*DIRECTION:*
Recast every line of the listing below as a numbered list, skipping blank lines and omitting the pictures.

Picture annotation records:
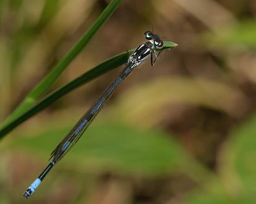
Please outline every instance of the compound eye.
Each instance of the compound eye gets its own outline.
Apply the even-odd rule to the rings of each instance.
[[[152,40],[153,35],[153,33],[152,33],[151,31],[146,31],[145,33],[144,33],[144,36],[146,40]]]
[[[160,41],[155,41],[154,42],[155,46],[157,48],[157,49],[161,49],[162,48],[162,47],[164,46],[164,41],[162,40],[160,40]]]

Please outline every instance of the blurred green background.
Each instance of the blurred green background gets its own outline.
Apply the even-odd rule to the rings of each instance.
[[[0,1],[1,121],[108,2]],[[123,1],[50,91],[136,48],[152,27],[179,46],[136,69],[29,200],[50,153],[120,70],[7,135],[0,203],[255,203],[255,15],[253,0]]]

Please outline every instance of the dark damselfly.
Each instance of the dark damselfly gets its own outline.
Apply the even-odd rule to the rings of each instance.
[[[133,71],[135,67],[138,66],[149,55],[151,56],[151,66],[157,59],[159,59],[159,53],[164,46],[164,41],[153,32],[148,31],[144,33],[144,37],[148,40],[144,44],[139,45],[130,55],[125,68],[119,75],[111,83],[103,92],[98,100],[87,111],[84,115],[76,124],[68,135],[62,140],[51,154],[50,163],[45,170],[40,174],[31,185],[27,189],[23,195],[29,197],[42,182],[45,176],[76,144],[83,134],[95,117],[110,98],[119,84]],[[158,51],[159,51],[158,52]],[[157,53],[158,52],[158,53]],[[153,60],[153,55],[155,59]]]

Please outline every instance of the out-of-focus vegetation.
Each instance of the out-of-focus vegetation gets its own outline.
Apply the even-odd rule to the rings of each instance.
[[[95,22],[105,1],[0,2],[4,121]],[[124,0],[51,88],[144,41],[179,46],[125,80],[37,189],[50,153],[118,72],[64,96],[1,143],[1,203],[255,203],[254,1]]]

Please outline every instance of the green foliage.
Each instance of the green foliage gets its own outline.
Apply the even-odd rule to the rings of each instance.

*TASK RESULT:*
1. Please outline every instance of the compound eye.
2. Each instance of the compound eye gets its own outline.
3. Apply the even-odd rule to the rings of each instance.
4. [[[152,40],[153,35],[153,33],[152,33],[151,31],[146,31],[145,33],[144,33],[144,36],[146,40]]]
5. [[[160,41],[155,41],[154,42],[155,46],[157,48],[157,49],[161,49],[162,48],[162,47],[164,46],[164,41],[162,40],[160,40]]]
6. Please outline every instance of the blurred green background.
7. Each instance of the blurred green background gets its own outline.
8. Apply the even-odd rule to the rings of each instance.
9. [[[0,1],[1,121],[108,2]],[[123,1],[50,91],[136,48],[152,27],[179,46],[136,69],[29,200],[50,153],[120,70],[7,135],[0,203],[255,203],[255,15],[253,0]]]
10. Please outline every instance of the dark damselfly.
11. Each instance of the dark damselfly gets its own outline.
12. Apply the even-odd rule to the rings of each instance.
13. [[[133,71],[135,67],[138,66],[149,55],[151,56],[151,66],[157,59],[159,59],[159,53],[164,46],[164,41],[153,32],[148,31],[144,33],[144,37],[148,40],[144,44],[139,45],[130,55],[125,68],[119,75],[111,83],[103,92],[98,100],[87,111],[84,115],[76,124],[68,135],[62,140],[51,154],[50,163],[45,170],[40,174],[31,185],[27,189],[23,195],[29,197],[42,182],[45,176],[76,144],[83,134],[95,117],[110,98],[119,84]],[[158,51],[159,51],[158,52]],[[157,53],[158,52],[158,53]],[[153,60],[153,55],[155,59]]]
14. Please outline every instance of the out-of-focus vegetation.
15. Each instance of the out-of-focus vegetation gets its own outline.
16. Apply the even-odd rule to the rings of each instance.
17. [[[95,22],[105,1],[0,2],[4,121]],[[124,0],[51,88],[144,41],[179,46],[125,80],[37,189],[50,153],[118,72],[64,96],[1,143],[1,203],[255,203],[254,1]]]
18. Please outline every instance of the green foliage.
19. Each instance of the green foliage gets its own outline.
20. Apply the even-odd rule to the rings of each instance.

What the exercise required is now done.